DIRECTIONS ▸ Exactly reproduce the lines beginning with the line that includes "Identify a point on every instance of the distant" and ending with the last line of the data.

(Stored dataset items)

+===+

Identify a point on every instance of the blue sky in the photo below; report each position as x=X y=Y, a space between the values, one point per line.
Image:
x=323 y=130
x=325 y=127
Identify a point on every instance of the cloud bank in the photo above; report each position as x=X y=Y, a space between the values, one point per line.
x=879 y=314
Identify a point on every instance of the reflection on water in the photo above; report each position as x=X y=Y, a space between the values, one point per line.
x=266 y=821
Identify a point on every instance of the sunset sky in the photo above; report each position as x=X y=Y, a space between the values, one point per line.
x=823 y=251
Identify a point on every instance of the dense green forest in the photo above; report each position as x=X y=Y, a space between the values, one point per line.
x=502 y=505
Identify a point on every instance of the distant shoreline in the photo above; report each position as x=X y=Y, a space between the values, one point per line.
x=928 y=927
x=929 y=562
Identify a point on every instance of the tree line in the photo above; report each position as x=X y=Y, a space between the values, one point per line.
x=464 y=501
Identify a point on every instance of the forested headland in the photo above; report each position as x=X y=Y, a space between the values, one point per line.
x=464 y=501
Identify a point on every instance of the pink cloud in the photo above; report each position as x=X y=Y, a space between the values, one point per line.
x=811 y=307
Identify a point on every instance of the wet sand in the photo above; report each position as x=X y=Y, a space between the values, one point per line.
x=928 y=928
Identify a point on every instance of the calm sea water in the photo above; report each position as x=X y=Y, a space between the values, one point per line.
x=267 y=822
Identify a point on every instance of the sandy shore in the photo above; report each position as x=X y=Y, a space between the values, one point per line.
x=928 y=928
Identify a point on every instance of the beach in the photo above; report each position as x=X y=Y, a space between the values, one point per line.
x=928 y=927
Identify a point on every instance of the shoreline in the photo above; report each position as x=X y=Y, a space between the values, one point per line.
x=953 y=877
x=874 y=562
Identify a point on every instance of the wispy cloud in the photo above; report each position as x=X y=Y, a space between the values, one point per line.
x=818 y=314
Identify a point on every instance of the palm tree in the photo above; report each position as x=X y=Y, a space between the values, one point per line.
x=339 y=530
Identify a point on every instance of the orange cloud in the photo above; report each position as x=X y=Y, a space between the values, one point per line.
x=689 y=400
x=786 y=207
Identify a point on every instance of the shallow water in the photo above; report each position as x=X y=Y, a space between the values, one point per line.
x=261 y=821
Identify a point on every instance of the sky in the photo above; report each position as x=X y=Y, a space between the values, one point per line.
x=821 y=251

+===+

EXERCISE ANSWER ▸
Identify a point on every instance of the distant shoreline in the photo above; report each position as x=X y=Y, a space between the values, one point per line.
x=928 y=927
x=929 y=562
Identify a point on every instance of the tree line in the photo above; report each position as x=X y=Y, a space between the values, one point per line.
x=464 y=501
Identify a point on every instance of the forested headland in the photo above; report each position as x=X y=Y, a space between the values, one point per line.
x=464 y=501
Identify a point on every instance of the pink cloud in the photo above; report each position as x=X y=Y, a space between the values, one point per line.
x=811 y=307
Identify a point on every instance of the wet sand in the photo above; report each position as x=X y=Y, a space between the values, one point per line.
x=928 y=928
Identify a point on every instance of the calm sea water in the photo above; report each position as x=X y=Y, a space between the values, one point per line.
x=267 y=822
Identify a point on every instance of the sandy shore in the photo above; report each position as x=X y=Y, a space between the values, one point per line.
x=928 y=928
Identify a point on every instance of the beach in the photo above; report each position as x=X y=Y, a space between the values, one point per line.
x=928 y=927
Identify a point on every instance of the shoreline in the photo above; report each position as x=X y=Y, a space between the values, one point per line.
x=953 y=877
x=874 y=562
Identify a point on every instance of the wispy cloud in the photo above; report each position as x=X y=Y, a space between the values, one point per line.
x=818 y=314
Identify a point on every instance of the palm tree in the photo above; report each position as x=X y=Y, a space between the values, one point per line.
x=339 y=530
Identify a point on every instance of the orange cloud in the photo above; report each position as x=X y=Y, a space between the values, one point per line.
x=689 y=400
x=786 y=207
Identify a point on every instance of the shallow water in the photo above; report each position as x=X y=Y, a space between the values, one point per line.
x=261 y=821
Identify a point on every instance of the sky in the photo above; report each position as x=X y=Y, a space between the values, one point per line.
x=821 y=251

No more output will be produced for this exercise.